## Written problem
Format the lines of the listing below as a numbered list, leaving out any blank lines. Start with the line containing "fence. Keep to one point per instance." and continue through the end of the listing.

Object point labels:
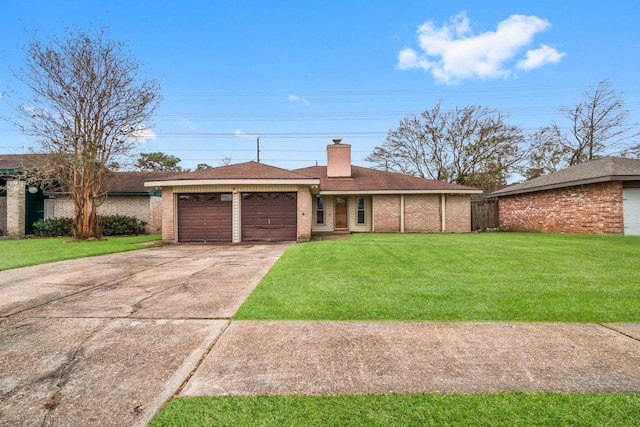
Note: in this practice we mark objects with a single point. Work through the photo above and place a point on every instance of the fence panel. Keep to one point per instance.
(484, 214)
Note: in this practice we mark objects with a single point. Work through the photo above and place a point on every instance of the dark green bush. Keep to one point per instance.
(121, 225)
(52, 227)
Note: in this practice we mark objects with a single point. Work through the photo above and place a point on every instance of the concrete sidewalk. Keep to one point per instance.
(106, 341)
(393, 357)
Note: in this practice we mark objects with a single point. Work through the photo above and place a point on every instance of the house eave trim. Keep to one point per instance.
(373, 192)
(599, 180)
(182, 183)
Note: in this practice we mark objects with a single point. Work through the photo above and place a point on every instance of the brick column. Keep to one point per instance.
(15, 209)
(168, 218)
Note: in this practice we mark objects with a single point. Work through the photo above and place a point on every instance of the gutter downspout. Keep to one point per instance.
(443, 213)
(402, 213)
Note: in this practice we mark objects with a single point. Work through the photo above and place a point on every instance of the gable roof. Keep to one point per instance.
(248, 171)
(366, 180)
(601, 170)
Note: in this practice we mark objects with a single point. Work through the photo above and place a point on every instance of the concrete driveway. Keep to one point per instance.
(108, 340)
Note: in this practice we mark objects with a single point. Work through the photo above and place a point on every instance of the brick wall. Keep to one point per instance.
(167, 214)
(15, 208)
(422, 213)
(305, 214)
(3, 216)
(155, 215)
(457, 213)
(386, 213)
(143, 208)
(589, 209)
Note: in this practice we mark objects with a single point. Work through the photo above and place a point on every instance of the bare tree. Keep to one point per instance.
(471, 145)
(88, 108)
(158, 161)
(597, 126)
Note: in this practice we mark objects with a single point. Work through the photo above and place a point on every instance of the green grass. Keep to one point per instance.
(505, 409)
(25, 252)
(454, 277)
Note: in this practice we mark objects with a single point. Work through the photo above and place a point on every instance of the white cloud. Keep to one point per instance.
(453, 52)
(538, 57)
(296, 98)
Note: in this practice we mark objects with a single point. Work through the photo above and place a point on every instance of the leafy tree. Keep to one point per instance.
(158, 161)
(596, 126)
(471, 145)
(87, 109)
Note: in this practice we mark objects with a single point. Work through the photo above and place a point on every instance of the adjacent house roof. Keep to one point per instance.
(601, 170)
(365, 180)
(246, 172)
(11, 163)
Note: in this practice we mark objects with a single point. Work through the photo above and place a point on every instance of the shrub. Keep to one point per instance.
(120, 225)
(52, 227)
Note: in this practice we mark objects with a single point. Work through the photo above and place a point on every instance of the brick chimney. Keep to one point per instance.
(338, 160)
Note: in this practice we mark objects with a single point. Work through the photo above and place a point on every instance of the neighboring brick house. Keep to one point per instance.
(256, 202)
(126, 196)
(597, 197)
(21, 206)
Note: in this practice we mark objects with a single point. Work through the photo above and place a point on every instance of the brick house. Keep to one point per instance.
(22, 205)
(256, 202)
(597, 197)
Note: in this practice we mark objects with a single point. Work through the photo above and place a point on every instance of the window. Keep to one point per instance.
(360, 210)
(320, 210)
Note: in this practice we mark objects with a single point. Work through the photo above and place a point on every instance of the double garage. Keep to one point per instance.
(263, 216)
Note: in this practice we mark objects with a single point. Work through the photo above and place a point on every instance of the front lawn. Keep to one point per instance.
(454, 277)
(24, 252)
(504, 409)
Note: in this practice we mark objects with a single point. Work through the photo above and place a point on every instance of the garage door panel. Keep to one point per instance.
(269, 216)
(205, 217)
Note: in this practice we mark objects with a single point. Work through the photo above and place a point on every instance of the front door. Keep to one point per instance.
(341, 213)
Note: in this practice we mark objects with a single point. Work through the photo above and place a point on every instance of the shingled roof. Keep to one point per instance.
(366, 180)
(602, 170)
(239, 171)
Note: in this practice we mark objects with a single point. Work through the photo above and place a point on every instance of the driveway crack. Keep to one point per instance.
(612, 328)
(64, 372)
(204, 356)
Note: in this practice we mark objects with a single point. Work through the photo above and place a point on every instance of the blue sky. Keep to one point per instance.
(298, 74)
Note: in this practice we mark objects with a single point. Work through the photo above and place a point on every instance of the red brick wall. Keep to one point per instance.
(458, 213)
(422, 213)
(386, 213)
(588, 209)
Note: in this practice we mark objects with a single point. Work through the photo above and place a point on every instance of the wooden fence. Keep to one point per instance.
(484, 214)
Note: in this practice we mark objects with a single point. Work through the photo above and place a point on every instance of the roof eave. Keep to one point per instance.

## Finished task
1. Note: in this practice we mark objects with a single point. Work through the photo above and place a point on every instance of the wooden fence. Keep to one point per instance.
2. (484, 214)
3. Note: in this practice we mark objects with a single point. Work through the photo above and place a point on every instance of the roof eave. Keep to one point per instance.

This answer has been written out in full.